Extract the final stretch of the data: the line that contains "wire shown in this photo." and every line after it, unaltered, and no other lines.

(Natural language region descriptions)
⟨
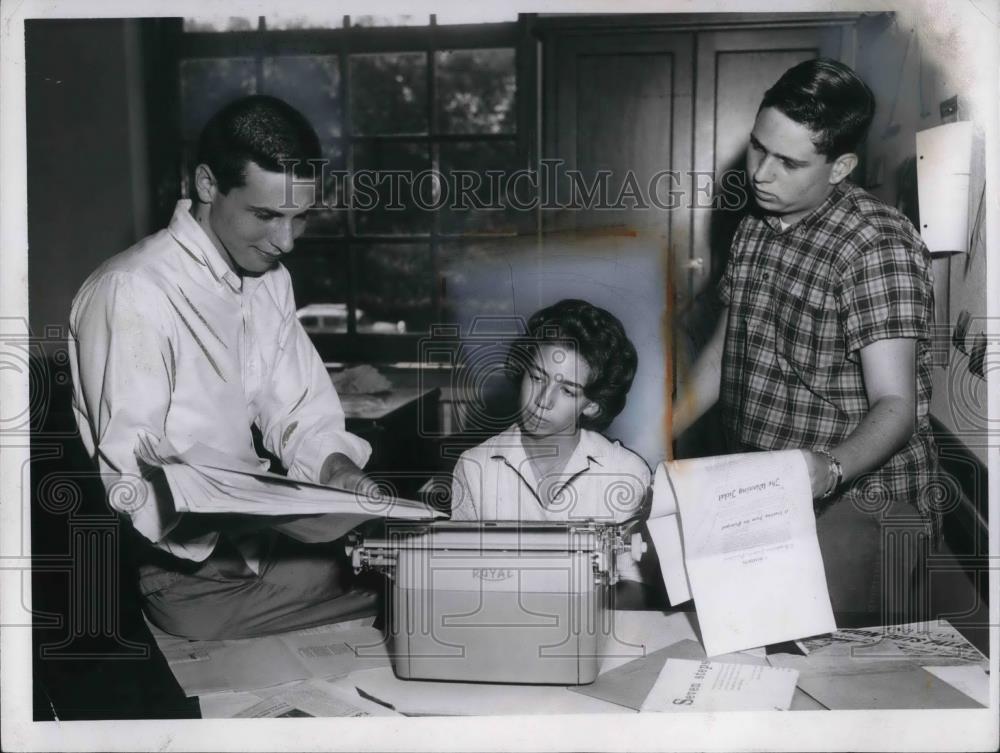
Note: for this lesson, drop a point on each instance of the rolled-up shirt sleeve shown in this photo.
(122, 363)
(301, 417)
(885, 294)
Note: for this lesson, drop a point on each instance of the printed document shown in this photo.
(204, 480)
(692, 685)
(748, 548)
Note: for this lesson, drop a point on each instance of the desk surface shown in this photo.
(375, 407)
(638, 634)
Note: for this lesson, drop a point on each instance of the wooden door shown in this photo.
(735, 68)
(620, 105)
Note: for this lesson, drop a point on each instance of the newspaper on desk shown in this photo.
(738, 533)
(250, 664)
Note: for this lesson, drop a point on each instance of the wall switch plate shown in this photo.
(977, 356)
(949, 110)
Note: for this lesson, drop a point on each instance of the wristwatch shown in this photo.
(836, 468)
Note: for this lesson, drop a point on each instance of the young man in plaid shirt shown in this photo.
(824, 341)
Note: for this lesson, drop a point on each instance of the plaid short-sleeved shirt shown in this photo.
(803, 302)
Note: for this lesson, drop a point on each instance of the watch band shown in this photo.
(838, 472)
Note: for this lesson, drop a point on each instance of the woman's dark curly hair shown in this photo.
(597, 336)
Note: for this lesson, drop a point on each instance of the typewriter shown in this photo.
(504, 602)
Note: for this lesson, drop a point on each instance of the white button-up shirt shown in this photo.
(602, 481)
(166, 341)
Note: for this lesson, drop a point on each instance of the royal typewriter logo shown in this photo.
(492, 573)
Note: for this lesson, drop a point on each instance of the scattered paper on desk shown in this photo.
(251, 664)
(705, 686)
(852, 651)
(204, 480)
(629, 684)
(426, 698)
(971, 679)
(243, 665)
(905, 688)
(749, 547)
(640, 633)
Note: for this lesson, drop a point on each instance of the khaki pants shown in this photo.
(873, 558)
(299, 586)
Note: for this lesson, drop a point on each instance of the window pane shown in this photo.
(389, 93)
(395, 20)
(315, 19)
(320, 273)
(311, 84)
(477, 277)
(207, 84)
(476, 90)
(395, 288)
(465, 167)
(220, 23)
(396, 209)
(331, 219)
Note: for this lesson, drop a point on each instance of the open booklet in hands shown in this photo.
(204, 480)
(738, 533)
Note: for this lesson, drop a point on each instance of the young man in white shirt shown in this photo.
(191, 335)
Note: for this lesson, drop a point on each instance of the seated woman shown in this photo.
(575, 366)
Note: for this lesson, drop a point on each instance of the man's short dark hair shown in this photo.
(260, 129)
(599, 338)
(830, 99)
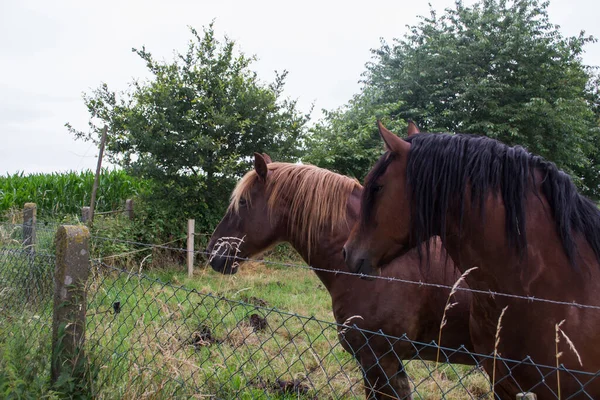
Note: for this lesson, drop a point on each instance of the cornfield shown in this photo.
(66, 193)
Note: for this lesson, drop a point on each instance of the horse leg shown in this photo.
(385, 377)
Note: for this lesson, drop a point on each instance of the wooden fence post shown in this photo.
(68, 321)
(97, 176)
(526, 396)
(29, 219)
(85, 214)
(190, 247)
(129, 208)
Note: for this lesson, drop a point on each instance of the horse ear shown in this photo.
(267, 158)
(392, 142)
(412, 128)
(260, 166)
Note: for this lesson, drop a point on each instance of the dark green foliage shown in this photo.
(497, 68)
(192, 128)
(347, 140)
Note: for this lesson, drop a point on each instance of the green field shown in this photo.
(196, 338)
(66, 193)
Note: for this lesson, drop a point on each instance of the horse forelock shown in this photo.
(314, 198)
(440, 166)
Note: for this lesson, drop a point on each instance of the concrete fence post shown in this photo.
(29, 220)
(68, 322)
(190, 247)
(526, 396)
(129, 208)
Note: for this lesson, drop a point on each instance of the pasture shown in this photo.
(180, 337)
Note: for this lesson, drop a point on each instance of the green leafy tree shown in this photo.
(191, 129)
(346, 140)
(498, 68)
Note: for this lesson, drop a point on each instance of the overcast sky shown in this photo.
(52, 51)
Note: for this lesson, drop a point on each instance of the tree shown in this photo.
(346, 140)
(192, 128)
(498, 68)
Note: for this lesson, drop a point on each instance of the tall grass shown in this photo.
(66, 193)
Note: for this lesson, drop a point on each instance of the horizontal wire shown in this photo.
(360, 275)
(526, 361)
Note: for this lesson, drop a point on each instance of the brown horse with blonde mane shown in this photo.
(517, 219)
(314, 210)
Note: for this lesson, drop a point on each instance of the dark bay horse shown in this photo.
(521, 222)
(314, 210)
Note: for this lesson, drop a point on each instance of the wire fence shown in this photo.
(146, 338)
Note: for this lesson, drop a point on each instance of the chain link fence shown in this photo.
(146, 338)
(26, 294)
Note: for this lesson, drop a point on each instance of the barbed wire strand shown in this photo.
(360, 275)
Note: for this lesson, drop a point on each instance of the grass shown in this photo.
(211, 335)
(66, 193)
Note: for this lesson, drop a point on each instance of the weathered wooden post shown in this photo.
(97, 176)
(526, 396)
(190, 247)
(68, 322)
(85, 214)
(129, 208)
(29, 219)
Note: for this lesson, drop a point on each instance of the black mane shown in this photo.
⟩
_EXPECTED ANSWER_
Note: for this lesson, drop a point on each instance of the horizontal wire shown in this photo.
(360, 275)
(526, 361)
Note: for this lesson, drop a point on each instance of the brown horse with blonde mane shown in this photo.
(517, 219)
(314, 210)
Note: for this lesson, drop a point on each instance of the dark bay horse shown in this photo.
(521, 222)
(314, 210)
Note: for this lesson, drop a point on each instance of the wire fence shown in this photo.
(146, 338)
Note: for this lesson, drop a point on each instance of the chain link fence shown in this photo.
(146, 338)
(26, 294)
Note: for this lesson, drop a point on each instance of the barbed wire strand shown in this photo.
(360, 275)
Note: for this lesson, drop a point on each instance of the grass shown in this photo.
(211, 335)
(66, 193)
Note: for this lesson, drop a point on each instance of the weathered wooden post shown in this photo.
(97, 176)
(526, 396)
(190, 247)
(68, 322)
(85, 214)
(129, 208)
(29, 219)
Note: for this lesson, drop a point on each instance of the black mane shown in this photo.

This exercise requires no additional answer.